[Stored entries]

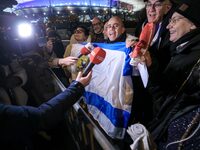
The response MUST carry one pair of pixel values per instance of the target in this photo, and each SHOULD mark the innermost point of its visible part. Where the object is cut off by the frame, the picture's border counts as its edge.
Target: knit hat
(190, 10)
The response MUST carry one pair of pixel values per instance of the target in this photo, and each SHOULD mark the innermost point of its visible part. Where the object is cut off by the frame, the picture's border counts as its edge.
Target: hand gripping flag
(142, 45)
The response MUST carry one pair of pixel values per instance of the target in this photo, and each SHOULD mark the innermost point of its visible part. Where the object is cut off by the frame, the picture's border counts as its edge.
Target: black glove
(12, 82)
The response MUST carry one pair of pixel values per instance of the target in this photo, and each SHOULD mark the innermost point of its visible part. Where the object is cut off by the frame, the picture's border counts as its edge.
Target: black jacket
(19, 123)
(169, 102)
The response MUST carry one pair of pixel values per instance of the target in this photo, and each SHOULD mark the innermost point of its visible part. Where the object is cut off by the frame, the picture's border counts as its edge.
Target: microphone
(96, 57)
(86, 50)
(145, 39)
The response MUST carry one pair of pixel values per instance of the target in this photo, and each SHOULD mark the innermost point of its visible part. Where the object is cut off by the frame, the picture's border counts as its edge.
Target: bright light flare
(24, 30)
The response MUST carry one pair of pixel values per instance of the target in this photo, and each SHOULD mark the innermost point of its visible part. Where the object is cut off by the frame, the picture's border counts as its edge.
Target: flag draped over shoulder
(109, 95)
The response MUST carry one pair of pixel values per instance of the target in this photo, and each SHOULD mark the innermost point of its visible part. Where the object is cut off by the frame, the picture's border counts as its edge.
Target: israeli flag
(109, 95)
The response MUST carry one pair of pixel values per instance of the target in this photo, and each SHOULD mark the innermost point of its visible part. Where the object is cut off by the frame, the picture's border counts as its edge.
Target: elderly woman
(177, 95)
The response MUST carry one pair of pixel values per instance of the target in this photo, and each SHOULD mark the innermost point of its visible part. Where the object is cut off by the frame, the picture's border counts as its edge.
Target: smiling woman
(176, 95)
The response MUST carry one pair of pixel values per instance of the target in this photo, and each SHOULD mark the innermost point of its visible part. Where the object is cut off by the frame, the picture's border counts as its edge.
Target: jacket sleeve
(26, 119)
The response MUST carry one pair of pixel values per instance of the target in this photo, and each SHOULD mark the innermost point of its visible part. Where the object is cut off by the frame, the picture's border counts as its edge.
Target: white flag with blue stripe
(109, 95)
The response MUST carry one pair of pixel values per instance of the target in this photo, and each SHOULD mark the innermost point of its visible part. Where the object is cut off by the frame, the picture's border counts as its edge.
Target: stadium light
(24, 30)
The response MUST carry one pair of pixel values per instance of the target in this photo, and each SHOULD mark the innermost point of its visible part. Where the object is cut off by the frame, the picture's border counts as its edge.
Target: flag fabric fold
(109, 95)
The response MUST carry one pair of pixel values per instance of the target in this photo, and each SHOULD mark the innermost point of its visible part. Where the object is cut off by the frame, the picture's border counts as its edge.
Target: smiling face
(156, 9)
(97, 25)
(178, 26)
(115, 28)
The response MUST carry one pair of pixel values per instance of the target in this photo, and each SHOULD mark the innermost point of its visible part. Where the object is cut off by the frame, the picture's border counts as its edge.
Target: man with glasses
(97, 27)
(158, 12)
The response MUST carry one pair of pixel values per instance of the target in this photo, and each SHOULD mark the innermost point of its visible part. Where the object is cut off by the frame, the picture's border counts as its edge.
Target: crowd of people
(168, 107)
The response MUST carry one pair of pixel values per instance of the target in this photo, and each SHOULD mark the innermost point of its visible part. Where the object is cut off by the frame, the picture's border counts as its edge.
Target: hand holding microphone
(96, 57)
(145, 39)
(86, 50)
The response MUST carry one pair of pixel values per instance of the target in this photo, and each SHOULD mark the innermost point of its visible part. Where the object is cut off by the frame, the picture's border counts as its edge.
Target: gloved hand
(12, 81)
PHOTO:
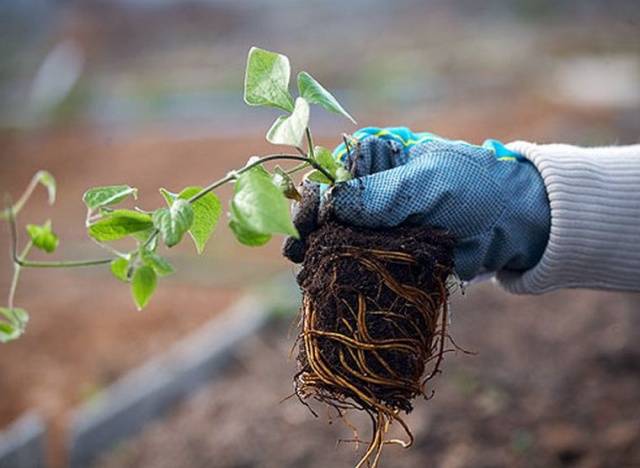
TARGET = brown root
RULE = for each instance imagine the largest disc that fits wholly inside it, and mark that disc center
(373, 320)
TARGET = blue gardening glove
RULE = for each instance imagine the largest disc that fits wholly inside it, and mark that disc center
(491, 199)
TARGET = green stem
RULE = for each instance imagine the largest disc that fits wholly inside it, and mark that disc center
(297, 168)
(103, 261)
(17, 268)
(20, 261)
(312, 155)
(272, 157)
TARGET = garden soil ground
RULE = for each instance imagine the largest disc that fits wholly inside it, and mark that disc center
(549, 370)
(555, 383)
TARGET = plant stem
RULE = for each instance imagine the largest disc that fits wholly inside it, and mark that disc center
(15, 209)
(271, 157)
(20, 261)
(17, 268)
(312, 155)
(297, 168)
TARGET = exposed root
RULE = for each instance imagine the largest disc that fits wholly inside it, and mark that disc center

* **TO DO**
Your answer should consist of each line above in which "stem" appears.

* **RESPONSE TO THE EXERCISE**
TARGET = green stem
TARGET = plant stem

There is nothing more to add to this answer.